SET PROBLEM: Reproduce verbatim the rows below, starting at the line that contains "Please, when you have a moment, identify the house" and ending at the line that contains "384,468,397,480", both lines included.
[Begin LISTED RECORDS]
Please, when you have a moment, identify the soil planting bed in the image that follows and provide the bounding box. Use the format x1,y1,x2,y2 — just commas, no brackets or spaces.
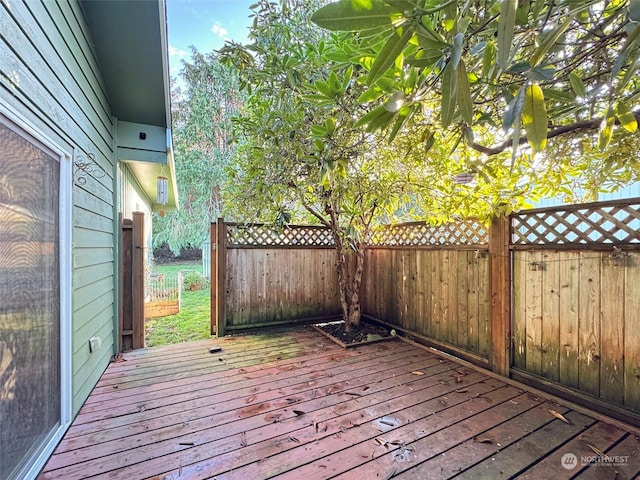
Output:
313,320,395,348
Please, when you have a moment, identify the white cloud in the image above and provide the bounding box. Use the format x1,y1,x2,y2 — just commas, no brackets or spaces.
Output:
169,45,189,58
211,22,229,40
[End LISTED RECORDS]
[Begin LISTED RECORDS]
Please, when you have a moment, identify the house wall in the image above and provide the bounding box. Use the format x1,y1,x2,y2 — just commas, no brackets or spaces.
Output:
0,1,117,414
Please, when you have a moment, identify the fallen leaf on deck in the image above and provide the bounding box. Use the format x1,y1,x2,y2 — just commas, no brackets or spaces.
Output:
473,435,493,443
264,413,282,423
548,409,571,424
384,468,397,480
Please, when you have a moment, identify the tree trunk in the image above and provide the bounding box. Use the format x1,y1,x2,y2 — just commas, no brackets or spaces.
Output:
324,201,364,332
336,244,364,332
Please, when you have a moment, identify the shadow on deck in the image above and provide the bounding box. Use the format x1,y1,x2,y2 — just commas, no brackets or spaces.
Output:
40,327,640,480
[End LISTED RECORDS]
FINISHED ANSWER:
Please, when you have a moment, identify the house wall in the image above and provide the bounding box. Use the format x1,y1,x2,y2 — just commas, no brackets or spaces.
Output:
0,1,117,414
Please, when you have a moment, identify the fallen leaf on deck in the image above and provide the bounding box. Use the format x1,y1,x2,y2 — just commas, no brackets or spaces.
Output:
473,435,493,443
264,413,282,423
548,409,571,424
384,468,397,480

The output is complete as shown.